Reproduce the entire listing below word for word, preserving every line in its original order.
### DATA FOR PROCESSING ###
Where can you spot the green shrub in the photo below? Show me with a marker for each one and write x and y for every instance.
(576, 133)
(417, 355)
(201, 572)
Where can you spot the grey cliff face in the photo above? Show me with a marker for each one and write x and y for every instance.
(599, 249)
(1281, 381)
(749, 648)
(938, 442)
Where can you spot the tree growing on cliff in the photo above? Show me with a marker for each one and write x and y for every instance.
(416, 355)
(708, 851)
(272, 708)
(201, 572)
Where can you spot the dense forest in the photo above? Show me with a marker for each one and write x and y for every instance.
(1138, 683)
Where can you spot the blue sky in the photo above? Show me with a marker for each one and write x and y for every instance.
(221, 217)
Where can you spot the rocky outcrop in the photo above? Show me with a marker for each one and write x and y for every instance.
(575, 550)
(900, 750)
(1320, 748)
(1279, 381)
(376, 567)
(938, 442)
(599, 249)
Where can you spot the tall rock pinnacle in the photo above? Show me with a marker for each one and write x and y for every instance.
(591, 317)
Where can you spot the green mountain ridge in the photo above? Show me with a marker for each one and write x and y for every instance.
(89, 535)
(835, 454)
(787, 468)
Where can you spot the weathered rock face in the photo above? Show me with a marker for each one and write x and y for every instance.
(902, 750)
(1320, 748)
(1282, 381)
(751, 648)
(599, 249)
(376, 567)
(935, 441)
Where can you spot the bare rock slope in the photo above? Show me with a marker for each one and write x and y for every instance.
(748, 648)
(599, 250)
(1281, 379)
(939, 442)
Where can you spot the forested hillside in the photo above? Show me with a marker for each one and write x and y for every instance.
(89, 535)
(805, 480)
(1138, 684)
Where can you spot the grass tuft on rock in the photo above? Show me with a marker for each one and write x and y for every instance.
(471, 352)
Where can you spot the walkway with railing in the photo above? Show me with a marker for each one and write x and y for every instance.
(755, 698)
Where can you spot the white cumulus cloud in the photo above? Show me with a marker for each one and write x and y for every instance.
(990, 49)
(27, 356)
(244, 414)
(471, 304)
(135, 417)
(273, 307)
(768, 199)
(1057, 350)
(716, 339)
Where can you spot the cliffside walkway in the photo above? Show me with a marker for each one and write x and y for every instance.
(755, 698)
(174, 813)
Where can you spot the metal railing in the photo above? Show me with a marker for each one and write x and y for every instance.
###
## SOLUTION TO THIS PROBLEM
Where can you spot the green shrub in the photo below? Show me with a marker for each one and write x and y for every instance.
(576, 133)
(417, 355)
(201, 572)
Where can you spot the grey cliff face in the photo above? Show me with a marker for each one and write x and y for every instance.
(599, 249)
(1281, 381)
(749, 648)
(938, 442)
Where can you spot the tree growing on cliff in the photo above? Show me with a marker for each one and write x and y for every instance.
(416, 355)
(708, 851)
(272, 708)
(201, 572)
Where can you spot the dense forest in the photo above? Show me with a marker for each one and write x and y for every instance.
(1138, 683)
Where can you spot the blue sky in the photo above? Show me with a marker for each one and write x and y for every instance.
(221, 217)
Where can you spot the rocky outcrop in the photo above? Show me with a marker for each one and write x and y for every instance.
(575, 550)
(900, 750)
(1320, 748)
(1279, 381)
(376, 567)
(938, 442)
(599, 249)
Where can you spot the tall rock pinnacle in the photo above? Show me with a marker for each one and write x and y for every instance.
(591, 317)
Where can you spot the green mountain ridge in the photo above? Show me with a marker for each one and write x and y for every instance.
(89, 535)
(835, 454)
(787, 468)
Where can you spot the weathered rock face in the photo above? Show me with a marker for each one and write x and y for every instance.
(902, 750)
(1320, 748)
(1282, 381)
(751, 648)
(599, 249)
(376, 567)
(935, 441)
Where can you spot the bare rock slope in the photo above? Show me with a marker for each one and write x and y for every instance.
(748, 648)
(599, 250)
(1281, 379)
(939, 442)
Where can you spot the forested hillside in the photo above? Show me with a marker for each one and write x and y for every instance.
(89, 535)
(805, 480)
(1138, 684)
Where can you spot the grass tuft on rock in the photo above? Show me with a marker for each one and write x and y for every instance.
(471, 352)
Where can you spot the walkway with railing in the photo above? Show me with a marker for each one and write x and y for every instance.
(755, 698)
Where can you spot the white cumulus cloud in the photo above? Show me with a marker for each one and write x and y for every instance.
(990, 49)
(27, 356)
(244, 414)
(471, 304)
(135, 417)
(273, 307)
(768, 199)
(1057, 350)
(716, 339)
Where can you spot the cliffside walkway in the photo above? Show me with a marker for each one and write x and y for every instance.
(755, 698)
(174, 813)
Where can you spot the metal railing in the photo above? Show me with a marker for each one and write x and y for every instance.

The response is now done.